Where the records below reach the line containing "Where can you spot the scarf", start transcribing, and end with the line containing "Where can you spot the child", exactly and with nothing else added.

[Saved entries]:
·····
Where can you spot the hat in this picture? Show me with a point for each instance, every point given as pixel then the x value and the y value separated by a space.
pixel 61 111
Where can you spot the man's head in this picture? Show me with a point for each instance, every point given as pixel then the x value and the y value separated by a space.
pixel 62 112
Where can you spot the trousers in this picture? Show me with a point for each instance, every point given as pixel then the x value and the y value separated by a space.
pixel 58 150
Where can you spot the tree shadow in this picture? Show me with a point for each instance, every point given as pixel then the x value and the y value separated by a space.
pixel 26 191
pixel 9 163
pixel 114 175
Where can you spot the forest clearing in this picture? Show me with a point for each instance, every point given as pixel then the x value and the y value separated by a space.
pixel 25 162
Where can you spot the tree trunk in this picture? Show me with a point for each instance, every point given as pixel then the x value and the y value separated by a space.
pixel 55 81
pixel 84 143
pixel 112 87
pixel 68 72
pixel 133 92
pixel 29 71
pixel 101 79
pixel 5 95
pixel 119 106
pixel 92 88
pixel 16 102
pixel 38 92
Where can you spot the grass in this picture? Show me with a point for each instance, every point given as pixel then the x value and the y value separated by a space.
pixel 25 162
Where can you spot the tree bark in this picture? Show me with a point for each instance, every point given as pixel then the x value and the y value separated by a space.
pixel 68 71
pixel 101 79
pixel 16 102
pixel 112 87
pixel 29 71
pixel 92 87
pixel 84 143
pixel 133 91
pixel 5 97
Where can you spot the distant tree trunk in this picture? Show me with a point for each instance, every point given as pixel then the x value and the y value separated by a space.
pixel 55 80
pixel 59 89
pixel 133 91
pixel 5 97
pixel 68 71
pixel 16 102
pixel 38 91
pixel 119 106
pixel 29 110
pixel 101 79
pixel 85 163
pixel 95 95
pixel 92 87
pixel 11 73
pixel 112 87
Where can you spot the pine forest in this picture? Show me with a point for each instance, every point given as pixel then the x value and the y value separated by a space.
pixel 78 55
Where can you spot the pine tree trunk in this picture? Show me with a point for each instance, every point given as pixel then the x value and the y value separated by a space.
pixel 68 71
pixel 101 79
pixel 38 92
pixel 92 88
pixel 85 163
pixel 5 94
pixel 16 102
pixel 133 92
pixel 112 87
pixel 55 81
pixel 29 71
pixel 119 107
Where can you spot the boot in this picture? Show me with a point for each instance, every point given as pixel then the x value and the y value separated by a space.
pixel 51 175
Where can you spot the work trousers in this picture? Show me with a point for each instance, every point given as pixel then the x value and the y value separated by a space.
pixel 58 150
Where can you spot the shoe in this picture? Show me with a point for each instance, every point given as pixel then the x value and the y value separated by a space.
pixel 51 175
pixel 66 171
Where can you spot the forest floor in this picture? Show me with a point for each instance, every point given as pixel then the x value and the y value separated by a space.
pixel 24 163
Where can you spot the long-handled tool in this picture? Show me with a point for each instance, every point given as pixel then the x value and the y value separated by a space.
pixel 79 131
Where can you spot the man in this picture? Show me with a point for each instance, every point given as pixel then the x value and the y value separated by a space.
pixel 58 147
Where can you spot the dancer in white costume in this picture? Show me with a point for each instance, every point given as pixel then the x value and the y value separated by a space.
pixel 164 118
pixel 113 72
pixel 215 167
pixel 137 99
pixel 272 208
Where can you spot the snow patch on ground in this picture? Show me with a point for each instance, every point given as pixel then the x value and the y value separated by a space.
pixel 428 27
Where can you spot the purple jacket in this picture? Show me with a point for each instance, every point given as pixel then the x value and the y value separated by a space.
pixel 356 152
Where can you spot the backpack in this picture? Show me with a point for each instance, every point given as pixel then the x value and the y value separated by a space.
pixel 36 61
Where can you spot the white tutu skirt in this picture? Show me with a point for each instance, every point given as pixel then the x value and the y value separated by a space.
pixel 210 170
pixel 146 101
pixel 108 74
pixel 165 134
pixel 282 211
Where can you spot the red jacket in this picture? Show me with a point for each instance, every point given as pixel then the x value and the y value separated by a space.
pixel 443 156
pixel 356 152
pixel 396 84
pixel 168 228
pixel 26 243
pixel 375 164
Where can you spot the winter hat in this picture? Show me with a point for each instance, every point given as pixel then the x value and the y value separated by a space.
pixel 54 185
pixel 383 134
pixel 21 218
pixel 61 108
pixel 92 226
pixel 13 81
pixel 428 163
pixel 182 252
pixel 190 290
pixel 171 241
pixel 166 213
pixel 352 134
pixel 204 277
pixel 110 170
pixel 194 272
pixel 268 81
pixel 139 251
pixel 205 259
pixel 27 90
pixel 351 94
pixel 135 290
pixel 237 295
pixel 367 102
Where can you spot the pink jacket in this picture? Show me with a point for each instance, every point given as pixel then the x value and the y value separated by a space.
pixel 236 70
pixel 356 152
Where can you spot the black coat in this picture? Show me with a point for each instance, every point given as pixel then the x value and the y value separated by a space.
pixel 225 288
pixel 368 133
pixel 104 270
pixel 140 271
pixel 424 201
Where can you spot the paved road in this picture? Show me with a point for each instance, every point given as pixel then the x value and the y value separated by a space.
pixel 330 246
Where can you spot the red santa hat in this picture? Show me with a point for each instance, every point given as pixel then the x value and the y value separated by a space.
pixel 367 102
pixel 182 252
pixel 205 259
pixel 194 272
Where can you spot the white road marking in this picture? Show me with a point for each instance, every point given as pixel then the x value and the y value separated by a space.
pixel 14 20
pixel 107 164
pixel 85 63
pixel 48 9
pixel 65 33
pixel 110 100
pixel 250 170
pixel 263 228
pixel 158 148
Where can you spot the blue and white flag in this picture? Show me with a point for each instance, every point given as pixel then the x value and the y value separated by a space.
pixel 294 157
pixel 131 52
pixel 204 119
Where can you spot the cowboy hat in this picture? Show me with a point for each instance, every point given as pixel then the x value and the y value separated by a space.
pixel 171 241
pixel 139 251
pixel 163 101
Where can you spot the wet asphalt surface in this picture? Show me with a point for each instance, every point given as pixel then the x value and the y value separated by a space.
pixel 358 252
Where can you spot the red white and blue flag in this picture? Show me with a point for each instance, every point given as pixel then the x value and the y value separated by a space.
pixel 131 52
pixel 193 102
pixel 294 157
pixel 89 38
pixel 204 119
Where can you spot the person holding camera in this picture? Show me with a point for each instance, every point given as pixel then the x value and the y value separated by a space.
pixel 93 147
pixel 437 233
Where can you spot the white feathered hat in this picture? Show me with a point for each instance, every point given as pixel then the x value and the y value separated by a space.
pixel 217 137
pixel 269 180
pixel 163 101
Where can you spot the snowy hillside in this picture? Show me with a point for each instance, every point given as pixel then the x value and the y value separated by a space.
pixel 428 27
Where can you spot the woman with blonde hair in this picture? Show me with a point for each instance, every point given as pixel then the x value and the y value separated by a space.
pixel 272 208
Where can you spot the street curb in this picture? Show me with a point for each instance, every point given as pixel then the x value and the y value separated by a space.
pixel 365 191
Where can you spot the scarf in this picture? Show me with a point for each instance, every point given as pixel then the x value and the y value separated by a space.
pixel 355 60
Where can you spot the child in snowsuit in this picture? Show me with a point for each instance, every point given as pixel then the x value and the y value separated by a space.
·····
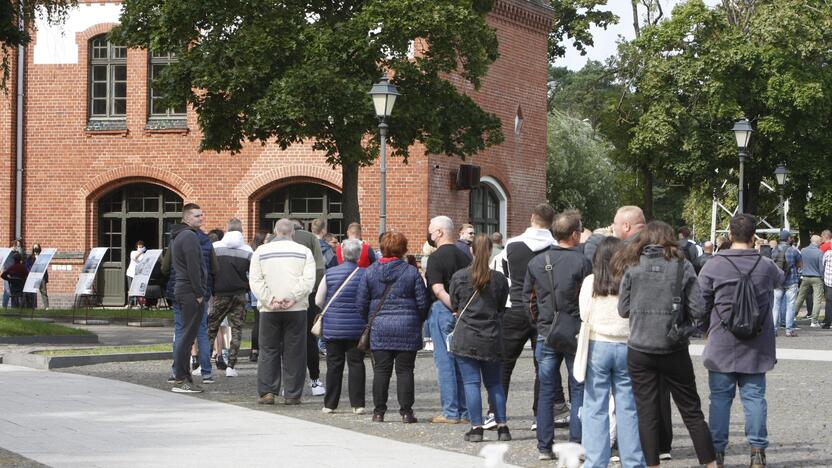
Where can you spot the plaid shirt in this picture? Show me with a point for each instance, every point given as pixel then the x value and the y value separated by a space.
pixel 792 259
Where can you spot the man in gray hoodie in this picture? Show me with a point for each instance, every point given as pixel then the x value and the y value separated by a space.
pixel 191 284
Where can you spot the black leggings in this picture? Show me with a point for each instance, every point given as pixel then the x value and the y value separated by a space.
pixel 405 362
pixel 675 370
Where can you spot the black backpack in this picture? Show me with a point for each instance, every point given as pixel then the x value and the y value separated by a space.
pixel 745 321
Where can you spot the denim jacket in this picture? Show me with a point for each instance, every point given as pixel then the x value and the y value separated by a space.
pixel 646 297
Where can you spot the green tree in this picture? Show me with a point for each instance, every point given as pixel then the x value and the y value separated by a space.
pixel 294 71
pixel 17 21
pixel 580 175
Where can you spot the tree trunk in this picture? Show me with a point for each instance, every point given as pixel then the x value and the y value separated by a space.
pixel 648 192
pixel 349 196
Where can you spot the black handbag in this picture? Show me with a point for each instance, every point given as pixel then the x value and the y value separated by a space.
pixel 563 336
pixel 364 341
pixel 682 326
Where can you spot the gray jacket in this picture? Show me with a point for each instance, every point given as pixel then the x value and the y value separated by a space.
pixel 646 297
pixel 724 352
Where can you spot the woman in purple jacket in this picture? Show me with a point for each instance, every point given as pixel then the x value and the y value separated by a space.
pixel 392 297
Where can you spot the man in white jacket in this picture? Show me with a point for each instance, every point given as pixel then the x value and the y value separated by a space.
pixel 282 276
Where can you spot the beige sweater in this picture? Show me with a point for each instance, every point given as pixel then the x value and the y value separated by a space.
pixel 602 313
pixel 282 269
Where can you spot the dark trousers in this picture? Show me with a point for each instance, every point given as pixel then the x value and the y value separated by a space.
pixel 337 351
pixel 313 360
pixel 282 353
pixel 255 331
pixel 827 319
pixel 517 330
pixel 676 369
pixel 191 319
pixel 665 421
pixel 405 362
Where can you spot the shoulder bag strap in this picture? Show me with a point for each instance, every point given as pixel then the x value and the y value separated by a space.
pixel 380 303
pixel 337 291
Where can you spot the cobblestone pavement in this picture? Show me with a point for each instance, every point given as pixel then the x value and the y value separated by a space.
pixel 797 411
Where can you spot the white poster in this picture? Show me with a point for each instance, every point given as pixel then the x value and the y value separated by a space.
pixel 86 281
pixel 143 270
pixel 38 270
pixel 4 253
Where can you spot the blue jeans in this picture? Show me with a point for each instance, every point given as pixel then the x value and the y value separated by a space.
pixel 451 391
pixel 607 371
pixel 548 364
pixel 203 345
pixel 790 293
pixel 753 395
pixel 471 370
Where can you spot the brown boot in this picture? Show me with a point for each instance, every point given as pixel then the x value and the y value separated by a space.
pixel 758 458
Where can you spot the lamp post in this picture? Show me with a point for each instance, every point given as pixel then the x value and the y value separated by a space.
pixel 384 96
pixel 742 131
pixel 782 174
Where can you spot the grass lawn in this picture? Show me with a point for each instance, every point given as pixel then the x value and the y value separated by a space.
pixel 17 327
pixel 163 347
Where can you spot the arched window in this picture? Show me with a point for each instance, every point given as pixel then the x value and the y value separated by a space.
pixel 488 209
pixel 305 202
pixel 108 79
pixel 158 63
·····
[Solved problem]:
Where can you spot the scarf in this picture? Show me with a point for each instance, every point given as pixel then the x value and the y value separated by a space.
pixel 355 60
Where can you spot the child in snowsuit in this picture? Show me with a point for each instance, every point given as pixel then the x value and the y value separated by a space.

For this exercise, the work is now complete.